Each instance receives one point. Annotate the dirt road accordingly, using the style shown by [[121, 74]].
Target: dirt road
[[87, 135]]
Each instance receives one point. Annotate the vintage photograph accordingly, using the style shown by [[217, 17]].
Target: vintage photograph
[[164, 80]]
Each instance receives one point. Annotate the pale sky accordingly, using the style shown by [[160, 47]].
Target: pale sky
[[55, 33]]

---

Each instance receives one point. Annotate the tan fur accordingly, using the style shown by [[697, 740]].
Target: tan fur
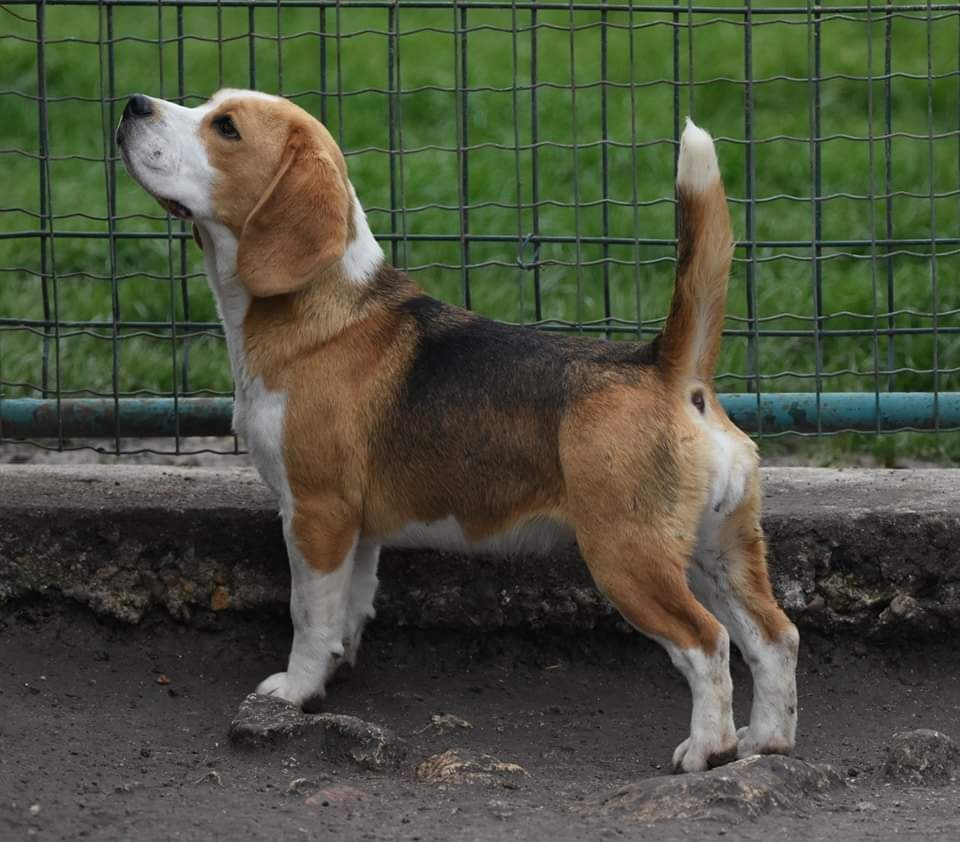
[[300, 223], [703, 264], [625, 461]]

...

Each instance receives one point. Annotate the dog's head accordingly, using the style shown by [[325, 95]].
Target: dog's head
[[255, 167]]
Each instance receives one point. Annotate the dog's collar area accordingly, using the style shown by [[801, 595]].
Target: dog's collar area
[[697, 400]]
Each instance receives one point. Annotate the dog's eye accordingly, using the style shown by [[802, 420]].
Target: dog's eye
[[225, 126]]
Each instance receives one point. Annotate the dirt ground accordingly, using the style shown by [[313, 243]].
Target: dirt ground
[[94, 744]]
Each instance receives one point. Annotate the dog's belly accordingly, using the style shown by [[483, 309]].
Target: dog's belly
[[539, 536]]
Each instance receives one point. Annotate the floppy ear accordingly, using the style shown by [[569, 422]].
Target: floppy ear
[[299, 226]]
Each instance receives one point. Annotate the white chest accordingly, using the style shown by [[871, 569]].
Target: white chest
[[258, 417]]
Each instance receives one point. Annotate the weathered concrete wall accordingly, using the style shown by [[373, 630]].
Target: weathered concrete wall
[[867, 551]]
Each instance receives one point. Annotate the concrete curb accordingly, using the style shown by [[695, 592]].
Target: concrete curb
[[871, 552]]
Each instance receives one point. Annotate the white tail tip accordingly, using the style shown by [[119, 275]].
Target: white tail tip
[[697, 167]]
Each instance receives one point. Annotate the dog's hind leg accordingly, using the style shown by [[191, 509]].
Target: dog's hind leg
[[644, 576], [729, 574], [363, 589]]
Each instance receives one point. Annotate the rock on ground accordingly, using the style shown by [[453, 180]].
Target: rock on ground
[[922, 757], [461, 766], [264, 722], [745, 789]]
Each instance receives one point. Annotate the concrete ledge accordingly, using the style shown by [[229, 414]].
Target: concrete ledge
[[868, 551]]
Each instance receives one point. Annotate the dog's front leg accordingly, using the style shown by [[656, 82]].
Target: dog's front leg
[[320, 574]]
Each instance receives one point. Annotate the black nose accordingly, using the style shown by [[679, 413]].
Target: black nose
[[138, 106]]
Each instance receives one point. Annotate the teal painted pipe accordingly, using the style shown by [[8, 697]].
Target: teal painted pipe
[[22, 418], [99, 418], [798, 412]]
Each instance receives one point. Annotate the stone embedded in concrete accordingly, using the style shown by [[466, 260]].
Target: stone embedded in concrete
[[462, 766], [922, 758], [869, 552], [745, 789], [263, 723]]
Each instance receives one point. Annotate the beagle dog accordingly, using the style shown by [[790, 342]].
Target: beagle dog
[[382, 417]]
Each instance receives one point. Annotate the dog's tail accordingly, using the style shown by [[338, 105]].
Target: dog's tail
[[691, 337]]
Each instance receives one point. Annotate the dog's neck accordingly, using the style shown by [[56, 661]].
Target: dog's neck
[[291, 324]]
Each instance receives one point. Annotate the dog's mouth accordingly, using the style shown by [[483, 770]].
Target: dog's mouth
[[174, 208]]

**Task goal**.
Extract from the records above the lines from the one containing "Each instance receives one point. Annotate the dirt road" to the one containing "Each instance receives one point. Annotate the pale", both lines included, exactly as they appear and with nothing else.

**Response below**.
Each instance receives one point. Annotate the dirt road accordingly, using the style shown by [[121, 74]].
Target: dirt road
[[87, 135]]
Each instance receives one point. Annotate the vintage photograph accordingly, using the style shown by [[217, 17]].
Target: vintage photograph
[[164, 80]]
Each instance receives one point. Annotate the pale sky accordingly, using the style shown by [[160, 47]].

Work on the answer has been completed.